Given request 1 — Write out the part of the operator optimization text that opens with the words containing "Optimization of Operator" and closes with "speeds - ecs.hfg7.2xlarge.".
Given request 2 — Take the part of the listing that opens with the line containing "Exercise. Mark every instance of the stainless" and closes with the line containing "[(341, 267), (880, 313)]", and give only those lines with "pixel coordinates" switched to "image coordinates" and everything else unchanged.

Excerpt provided —
* START *

Optimization of Operator
Hardware and Software Configuration
Hardware: Alibaba Cloud ECS general purpose instance family with high clock speeds - ecs.hfg7.2xlarge.
CPU number: 8 cores
Baseline version: Tensorflow v1.15.5
Optimized version: DeepRec
Gcc version 7.5.0
Performance Data
Op Name |
Input Tensor Shape |
Baseline Perf (latency/ms) |
Optimized Perf (latency/ms) |
Speedup |
---|---|---|---|---|
Select |
condition: (1024, 64), x: (1024, 64), y: (1024, 64) |
2.080 |
0.564 |
+3.68X |
Dynamic_stitch |
indices: (40, 2500), data: (40, 2500, 64) |
82.14 |
24.77 |
+3.31X |
Transpose |
data: (1024, 64) |
1.504 |
0.366 |
+4.11X |
Tile |
input: (512, 50), multiples: (2, 50) |
1.68 |
0.125 |
+13.44X |
BiasAddGrad |
data: (51200, 512) |
26.84 |
1.67 |
+16.07X |
SparseSegmentMean |
data: (51200, 128), indices: (51200), seg index: (51200) |
1.93 |
0.445 |
+4.34X |
Unique |
||||
Gather |
||||
BiasAdd |
||||
where |
||||
DynamicPartition |
||||
SparseConcat |
Case Studies:Select
The computing process of operator Select:
TensorFlow original implementation:Broadcast + Elementwise Select
template <typename Device, typename T, int NDIMS>
struct BCastSelectFunctorBase {
void operator()(const Device& d,
typename TTypes<T, NDIMS>::Tensor output_tensor,
typename TTypes<bool, NDIMS>::ConstTensor cond_tensor,
typename TTypes<T, NDIMS>::ConstTensor then_tensor,
typename TTypes<T, NDIMS>::ConstTensor else_tensor,
typename Eigen::array<Eigen::DenseIndex, NDIMS> cond_bcast,
typename Eigen::array<Eigen::DenseIndex, NDIMS> then_bcast,
typename Eigen::array<Eigen::DenseIndex, NDIMS> else_bcast) {
output_tensor.device(d) = cond_tensor.broadcast(cond_bcast)
.select(then_tensor.broadcast(then_bcast),
else_tensor.broadcast(else_bcast));
}
};
PAI-TF (Merged to Community):Row Select ,Optimized redundant broadcast operations in the original TensorFlow version.。
if (c[i]) {
for (size_t j = 0; j < batch_size; ++j) {
output[offset + j] = t[offset + j];
}
} else {
for (size_t j = 0; j < batch_size; ++j) {
output[offset + j] = e[offset + j];
}
}
DeepRec: vectorized Row Select, used AVX512 mask vectorisation instructions for the further optimizing of select operation, which improved the performance of this operator by 3.68x.

* END *

Information supplied —

* START *

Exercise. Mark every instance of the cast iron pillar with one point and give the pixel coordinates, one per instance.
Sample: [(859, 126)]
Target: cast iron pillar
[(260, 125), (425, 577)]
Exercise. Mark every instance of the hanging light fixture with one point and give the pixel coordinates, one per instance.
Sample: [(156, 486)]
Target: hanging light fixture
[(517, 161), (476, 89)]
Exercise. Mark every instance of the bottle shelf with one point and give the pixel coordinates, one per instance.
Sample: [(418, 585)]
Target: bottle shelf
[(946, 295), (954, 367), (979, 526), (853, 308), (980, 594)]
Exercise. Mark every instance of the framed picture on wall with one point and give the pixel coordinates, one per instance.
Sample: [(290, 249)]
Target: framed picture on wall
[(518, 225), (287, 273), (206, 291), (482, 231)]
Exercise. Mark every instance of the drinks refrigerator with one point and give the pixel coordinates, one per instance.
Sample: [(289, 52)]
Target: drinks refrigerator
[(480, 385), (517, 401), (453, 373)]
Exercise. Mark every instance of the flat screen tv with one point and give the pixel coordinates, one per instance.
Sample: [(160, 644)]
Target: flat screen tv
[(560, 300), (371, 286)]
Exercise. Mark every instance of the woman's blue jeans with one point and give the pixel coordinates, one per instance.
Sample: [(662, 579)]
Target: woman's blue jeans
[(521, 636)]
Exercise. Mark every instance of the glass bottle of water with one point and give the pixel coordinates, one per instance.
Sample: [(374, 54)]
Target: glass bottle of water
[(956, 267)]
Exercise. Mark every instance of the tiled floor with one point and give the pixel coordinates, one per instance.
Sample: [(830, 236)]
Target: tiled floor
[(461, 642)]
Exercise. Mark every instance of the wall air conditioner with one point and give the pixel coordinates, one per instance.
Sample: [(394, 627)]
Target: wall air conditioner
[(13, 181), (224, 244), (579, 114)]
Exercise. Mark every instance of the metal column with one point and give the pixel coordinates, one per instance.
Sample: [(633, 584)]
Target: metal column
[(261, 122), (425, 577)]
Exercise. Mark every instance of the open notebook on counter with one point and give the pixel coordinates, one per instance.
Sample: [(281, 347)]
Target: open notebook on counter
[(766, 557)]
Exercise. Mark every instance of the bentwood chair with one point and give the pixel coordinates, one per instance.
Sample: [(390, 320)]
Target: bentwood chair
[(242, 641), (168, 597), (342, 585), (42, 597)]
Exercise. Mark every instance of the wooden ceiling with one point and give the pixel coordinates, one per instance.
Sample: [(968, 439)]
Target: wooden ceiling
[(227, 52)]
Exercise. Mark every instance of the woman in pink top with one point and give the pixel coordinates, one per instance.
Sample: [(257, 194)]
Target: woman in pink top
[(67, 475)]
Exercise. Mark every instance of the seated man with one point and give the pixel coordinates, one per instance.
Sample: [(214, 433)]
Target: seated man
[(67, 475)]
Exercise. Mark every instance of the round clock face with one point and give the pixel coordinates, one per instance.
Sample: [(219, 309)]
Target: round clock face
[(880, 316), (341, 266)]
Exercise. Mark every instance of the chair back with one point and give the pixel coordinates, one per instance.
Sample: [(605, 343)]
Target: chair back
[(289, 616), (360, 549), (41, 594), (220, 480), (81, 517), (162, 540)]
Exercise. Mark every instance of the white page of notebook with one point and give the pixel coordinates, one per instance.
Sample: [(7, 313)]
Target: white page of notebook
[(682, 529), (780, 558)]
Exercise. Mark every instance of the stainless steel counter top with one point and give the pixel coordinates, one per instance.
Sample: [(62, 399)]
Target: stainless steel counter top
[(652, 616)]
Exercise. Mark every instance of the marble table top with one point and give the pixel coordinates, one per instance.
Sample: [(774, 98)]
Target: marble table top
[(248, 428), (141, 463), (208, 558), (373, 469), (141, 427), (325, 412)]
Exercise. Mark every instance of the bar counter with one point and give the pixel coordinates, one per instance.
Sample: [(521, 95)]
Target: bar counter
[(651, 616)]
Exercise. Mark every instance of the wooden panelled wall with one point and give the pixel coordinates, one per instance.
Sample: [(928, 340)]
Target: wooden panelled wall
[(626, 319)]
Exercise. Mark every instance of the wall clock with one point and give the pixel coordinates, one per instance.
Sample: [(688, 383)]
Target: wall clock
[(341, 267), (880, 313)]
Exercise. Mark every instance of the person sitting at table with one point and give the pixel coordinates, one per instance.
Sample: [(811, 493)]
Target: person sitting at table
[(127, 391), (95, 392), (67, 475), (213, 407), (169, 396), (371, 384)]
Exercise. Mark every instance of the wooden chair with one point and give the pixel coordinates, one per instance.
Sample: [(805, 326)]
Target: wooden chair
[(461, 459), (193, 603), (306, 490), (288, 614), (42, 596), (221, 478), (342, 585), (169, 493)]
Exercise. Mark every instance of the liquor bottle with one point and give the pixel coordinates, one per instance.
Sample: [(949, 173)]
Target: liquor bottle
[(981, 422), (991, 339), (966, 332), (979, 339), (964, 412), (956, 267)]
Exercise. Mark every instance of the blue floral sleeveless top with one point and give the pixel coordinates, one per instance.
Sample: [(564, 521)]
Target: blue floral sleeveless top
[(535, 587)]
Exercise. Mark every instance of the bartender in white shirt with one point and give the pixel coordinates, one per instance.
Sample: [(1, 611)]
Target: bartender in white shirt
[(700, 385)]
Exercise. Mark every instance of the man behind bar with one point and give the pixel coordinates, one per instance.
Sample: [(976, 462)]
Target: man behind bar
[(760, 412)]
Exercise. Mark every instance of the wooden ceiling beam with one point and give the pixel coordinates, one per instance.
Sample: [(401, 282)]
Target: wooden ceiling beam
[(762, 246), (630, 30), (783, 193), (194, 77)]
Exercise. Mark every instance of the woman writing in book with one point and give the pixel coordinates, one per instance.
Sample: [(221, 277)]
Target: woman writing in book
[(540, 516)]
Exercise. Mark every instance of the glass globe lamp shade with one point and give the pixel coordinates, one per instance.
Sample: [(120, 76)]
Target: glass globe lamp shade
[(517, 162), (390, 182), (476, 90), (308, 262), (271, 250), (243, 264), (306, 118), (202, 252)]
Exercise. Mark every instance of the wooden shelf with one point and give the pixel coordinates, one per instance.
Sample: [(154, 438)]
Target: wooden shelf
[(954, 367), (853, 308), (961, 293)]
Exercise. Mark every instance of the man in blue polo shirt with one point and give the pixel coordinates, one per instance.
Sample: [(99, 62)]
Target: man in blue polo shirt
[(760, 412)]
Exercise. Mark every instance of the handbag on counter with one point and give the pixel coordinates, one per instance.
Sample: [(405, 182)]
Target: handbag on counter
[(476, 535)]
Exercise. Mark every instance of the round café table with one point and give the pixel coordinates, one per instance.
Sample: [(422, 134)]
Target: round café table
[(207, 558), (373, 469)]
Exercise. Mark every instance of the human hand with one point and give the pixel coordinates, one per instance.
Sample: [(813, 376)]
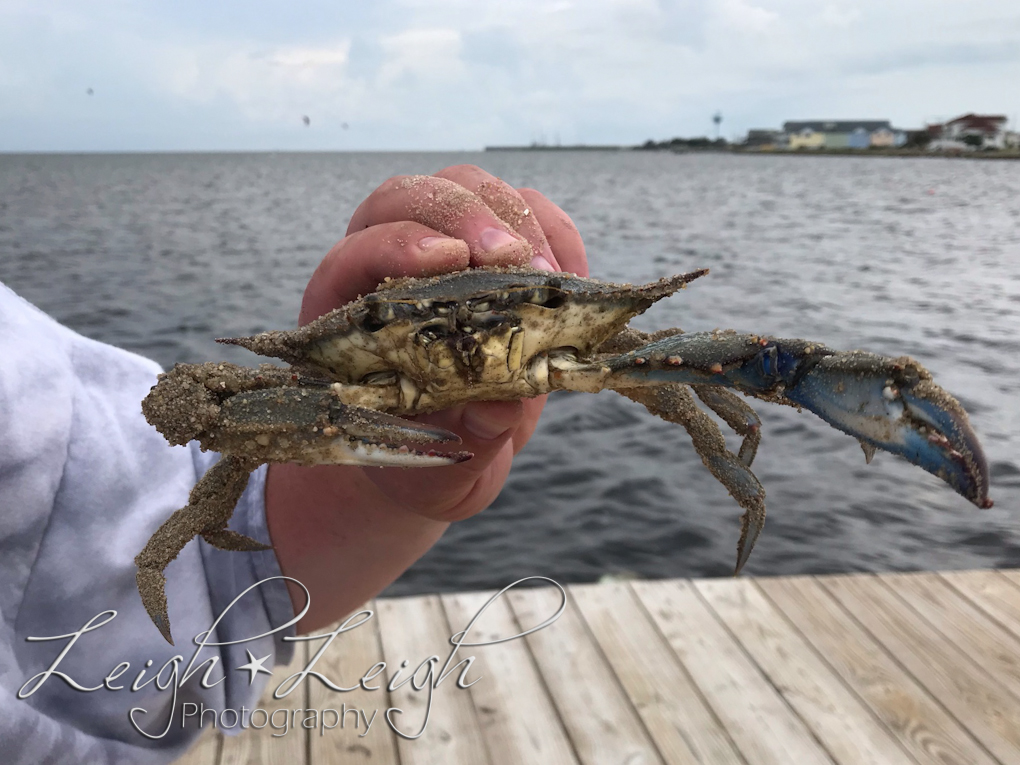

* END *

Result 1 —
Optimization of Operator
Hardware and Software Configuration
Hardware: Alibaba Cloud ECS general purpose instance family with high clock speeds - ecs.hfg7.2xlarge.

Result 2 —
Exercise. Mark every instance of the stainless steel counter top with one point and give the image coordinates, one per instance.
Sample: [(62, 399)]
Target: stainless steel counter top
[(652, 616)]
Exercise. Mark every instance of the marble table top with one point and give the image coordinates, one per instance.
Sample: [(774, 98)]
Target: marble table top
[(248, 428), (141, 463), (208, 558), (373, 469), (141, 427), (325, 412)]
Exercise. Mark every instance of the bar counter with one point and give the image coordinates, one per instance.
Sample: [(521, 95)]
Target: bar counter
[(651, 616)]
Exercise. Mark every instance of the wooden panelled wall with one point and give the image coordinates, one per instance.
Sample: [(928, 340)]
Target: wooden panelled wall
[(626, 319)]
Exercise. Mark every instance of the wall clock with one point and give the image coordinates, one per instance.
Sample: [(688, 383)]
Target: wall clock
[(341, 267), (880, 313)]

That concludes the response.